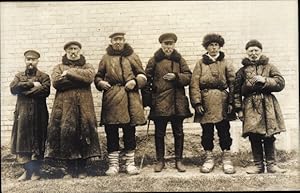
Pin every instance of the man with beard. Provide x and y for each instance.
(258, 108)
(31, 116)
(120, 76)
(72, 134)
(167, 74)
(211, 94)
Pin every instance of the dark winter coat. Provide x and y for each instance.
(167, 98)
(262, 113)
(72, 128)
(212, 87)
(31, 113)
(118, 105)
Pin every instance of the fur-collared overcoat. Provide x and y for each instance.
(31, 113)
(262, 113)
(118, 105)
(167, 98)
(72, 127)
(209, 88)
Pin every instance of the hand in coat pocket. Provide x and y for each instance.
(199, 109)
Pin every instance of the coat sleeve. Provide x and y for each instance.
(183, 78)
(100, 74)
(275, 82)
(17, 86)
(238, 82)
(230, 78)
(147, 90)
(139, 72)
(59, 82)
(195, 93)
(84, 75)
(42, 91)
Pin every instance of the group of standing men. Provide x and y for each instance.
(217, 92)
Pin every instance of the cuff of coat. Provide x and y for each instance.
(141, 80)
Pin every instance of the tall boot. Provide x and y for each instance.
(160, 153)
(258, 157)
(27, 173)
(113, 159)
(131, 169)
(209, 162)
(36, 175)
(81, 170)
(270, 156)
(71, 167)
(228, 167)
(179, 140)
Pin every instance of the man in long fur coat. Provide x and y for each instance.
(72, 134)
(120, 76)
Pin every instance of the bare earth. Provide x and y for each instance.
(169, 180)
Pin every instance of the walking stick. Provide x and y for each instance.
(147, 134)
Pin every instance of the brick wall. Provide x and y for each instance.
(46, 26)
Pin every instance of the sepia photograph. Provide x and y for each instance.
(149, 96)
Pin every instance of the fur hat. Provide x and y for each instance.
(252, 43)
(167, 37)
(72, 43)
(122, 34)
(31, 54)
(209, 38)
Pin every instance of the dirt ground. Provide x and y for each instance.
(147, 181)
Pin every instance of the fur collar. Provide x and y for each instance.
(263, 60)
(160, 55)
(68, 62)
(207, 60)
(127, 51)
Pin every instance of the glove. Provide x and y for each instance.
(104, 85)
(199, 110)
(37, 84)
(64, 73)
(169, 76)
(229, 109)
(241, 115)
(130, 85)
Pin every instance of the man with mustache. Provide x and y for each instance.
(167, 74)
(211, 94)
(31, 116)
(258, 108)
(72, 131)
(120, 76)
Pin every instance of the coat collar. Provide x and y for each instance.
(207, 60)
(263, 60)
(127, 51)
(68, 62)
(160, 55)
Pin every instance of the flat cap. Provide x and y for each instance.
(252, 43)
(167, 37)
(31, 54)
(72, 43)
(121, 34)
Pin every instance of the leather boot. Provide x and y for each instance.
(71, 166)
(27, 173)
(81, 163)
(131, 169)
(36, 175)
(179, 140)
(258, 156)
(114, 168)
(160, 153)
(270, 156)
(228, 167)
(209, 163)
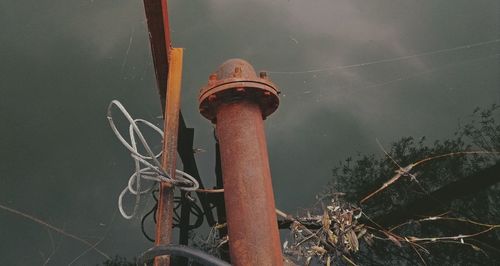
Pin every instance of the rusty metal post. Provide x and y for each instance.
(237, 101)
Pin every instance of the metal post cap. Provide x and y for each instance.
(236, 80)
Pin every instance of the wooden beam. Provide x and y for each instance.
(169, 158)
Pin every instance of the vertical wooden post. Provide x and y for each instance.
(171, 126)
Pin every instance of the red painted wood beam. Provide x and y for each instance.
(159, 37)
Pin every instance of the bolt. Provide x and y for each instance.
(263, 75)
(213, 77)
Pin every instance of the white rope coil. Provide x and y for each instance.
(148, 166)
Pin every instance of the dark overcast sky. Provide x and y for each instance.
(62, 62)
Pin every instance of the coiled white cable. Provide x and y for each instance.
(147, 166)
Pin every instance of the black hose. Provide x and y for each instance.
(182, 251)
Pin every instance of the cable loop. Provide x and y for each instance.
(148, 166)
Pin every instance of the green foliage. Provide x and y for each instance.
(358, 177)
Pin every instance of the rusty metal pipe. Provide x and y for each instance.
(237, 101)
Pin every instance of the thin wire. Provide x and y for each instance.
(148, 166)
(388, 60)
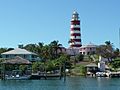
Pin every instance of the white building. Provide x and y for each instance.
(88, 49)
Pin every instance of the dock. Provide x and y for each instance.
(45, 76)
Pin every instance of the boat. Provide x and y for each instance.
(17, 77)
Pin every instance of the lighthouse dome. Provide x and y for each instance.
(75, 13)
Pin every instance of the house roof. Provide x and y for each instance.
(18, 51)
(17, 60)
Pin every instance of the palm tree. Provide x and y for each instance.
(55, 46)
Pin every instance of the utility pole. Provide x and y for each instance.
(119, 38)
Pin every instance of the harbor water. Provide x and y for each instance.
(71, 83)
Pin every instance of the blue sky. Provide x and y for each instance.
(33, 21)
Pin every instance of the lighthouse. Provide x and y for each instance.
(75, 35)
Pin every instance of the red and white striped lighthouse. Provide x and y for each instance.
(75, 35)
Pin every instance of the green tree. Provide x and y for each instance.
(106, 50)
(55, 47)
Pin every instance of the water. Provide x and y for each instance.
(72, 83)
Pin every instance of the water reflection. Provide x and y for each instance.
(72, 83)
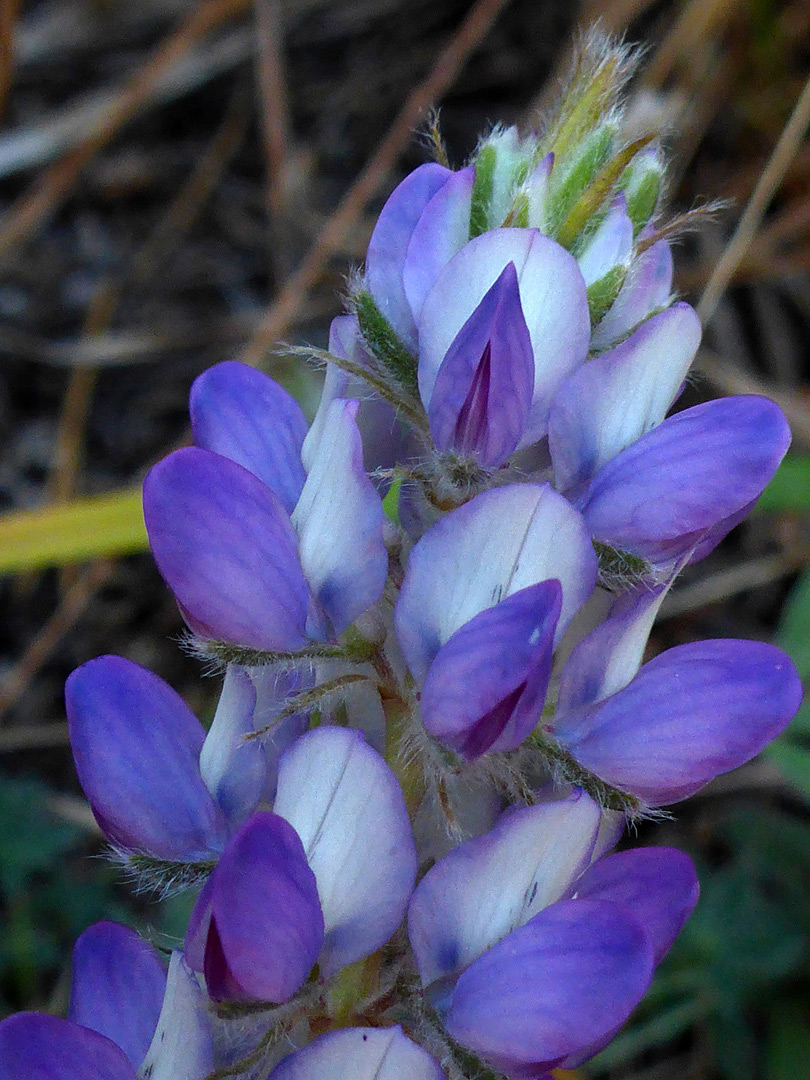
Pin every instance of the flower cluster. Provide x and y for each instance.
(435, 717)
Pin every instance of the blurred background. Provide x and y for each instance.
(184, 181)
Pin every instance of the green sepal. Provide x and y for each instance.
(518, 216)
(643, 198)
(482, 193)
(565, 194)
(391, 502)
(597, 190)
(565, 768)
(385, 342)
(602, 293)
(621, 569)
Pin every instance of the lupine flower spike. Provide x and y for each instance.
(450, 691)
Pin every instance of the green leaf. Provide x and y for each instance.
(391, 502)
(482, 193)
(733, 1042)
(602, 293)
(383, 341)
(663, 1026)
(788, 1041)
(790, 488)
(793, 633)
(793, 761)
(32, 840)
(95, 527)
(642, 198)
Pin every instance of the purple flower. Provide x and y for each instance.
(532, 956)
(693, 712)
(488, 592)
(125, 1014)
(137, 751)
(243, 569)
(362, 1053)
(325, 877)
(683, 486)
(541, 324)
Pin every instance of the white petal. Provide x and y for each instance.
(609, 657)
(181, 1048)
(442, 230)
(610, 245)
(501, 541)
(552, 296)
(339, 523)
(486, 888)
(617, 397)
(360, 1053)
(233, 770)
(347, 806)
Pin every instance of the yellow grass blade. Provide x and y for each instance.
(94, 527)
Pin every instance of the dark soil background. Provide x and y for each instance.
(166, 169)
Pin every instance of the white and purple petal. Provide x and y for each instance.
(117, 987)
(608, 658)
(486, 687)
(499, 542)
(339, 523)
(232, 767)
(660, 496)
(362, 1053)
(658, 886)
(485, 888)
(554, 305)
(646, 288)
(183, 1047)
(37, 1047)
(615, 399)
(224, 543)
(266, 927)
(692, 713)
(389, 244)
(136, 746)
(246, 416)
(483, 391)
(442, 230)
(559, 983)
(610, 245)
(536, 189)
(348, 808)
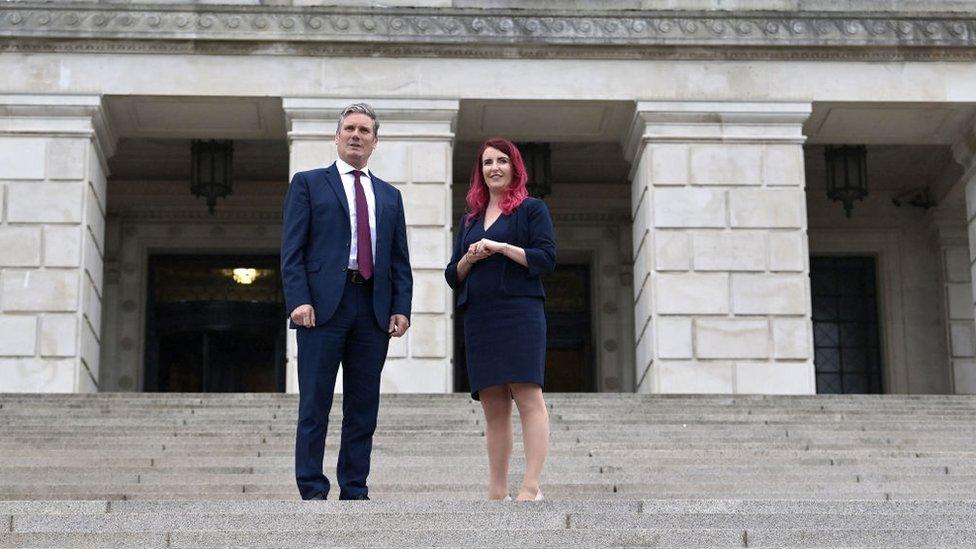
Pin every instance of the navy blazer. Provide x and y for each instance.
(532, 231)
(315, 241)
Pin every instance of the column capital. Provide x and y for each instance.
(59, 115)
(415, 119)
(716, 121)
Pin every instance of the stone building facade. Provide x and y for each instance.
(688, 176)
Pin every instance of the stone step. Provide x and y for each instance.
(529, 518)
(436, 506)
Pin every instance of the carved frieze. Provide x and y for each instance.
(466, 32)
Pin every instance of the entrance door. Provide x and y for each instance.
(569, 348)
(215, 324)
(847, 353)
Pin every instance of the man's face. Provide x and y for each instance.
(356, 139)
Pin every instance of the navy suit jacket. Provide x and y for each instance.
(532, 231)
(315, 241)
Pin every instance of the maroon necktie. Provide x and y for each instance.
(364, 253)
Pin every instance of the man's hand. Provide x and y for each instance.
(304, 315)
(398, 325)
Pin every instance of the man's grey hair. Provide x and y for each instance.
(361, 108)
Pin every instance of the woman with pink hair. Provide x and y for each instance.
(505, 243)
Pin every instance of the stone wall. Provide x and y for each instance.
(722, 297)
(52, 170)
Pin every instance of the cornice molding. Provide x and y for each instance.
(454, 32)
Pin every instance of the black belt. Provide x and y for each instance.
(356, 278)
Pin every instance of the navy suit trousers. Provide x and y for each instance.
(352, 337)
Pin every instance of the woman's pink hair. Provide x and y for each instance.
(516, 192)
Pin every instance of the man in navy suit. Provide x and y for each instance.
(346, 275)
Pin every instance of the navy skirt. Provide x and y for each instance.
(505, 341)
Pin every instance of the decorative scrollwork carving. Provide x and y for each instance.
(126, 27)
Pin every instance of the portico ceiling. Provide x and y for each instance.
(889, 123)
(912, 138)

WHAT THE TASK REQUIRES:
Please render everything from the line containing "Pin every instance of the cornice" down to the end of the data as a Markdown table with the columns Row and Line, omitting blank lines.

IN RESPONSE:
| Row | Line |
|---|---|
| 1 | Pin every instance of the cornice molding. Provide x and y for each instance. |
| 2 | (454, 32) |
| 3 | Pin every instance of the black belt. Provide x and y for each instance. |
| 4 | (356, 278) |
| 5 | Pin every instance of the navy suit trousers. Provide x and y for each instance. |
| 6 | (352, 337) |
| 7 | Pin every instance of the woman's pink hair. Provide x and y for each instance. |
| 8 | (516, 192) |
| 9 | Pin every instance of the man in navy suit. Provide x and y for each instance. |
| 10 | (346, 275) |
| 11 | Pin every instance of the navy skirt. Provide x and y for each instance. |
| 12 | (505, 341) |
| 13 | Pin every instance of the decorative scrollwork carving. Provide x and y for each instance. |
| 14 | (126, 27) |
| 15 | Pin every instance of the portico ceiling. Provide x and y for each instance. |
| 16 | (889, 123) |
| 17 | (912, 138) |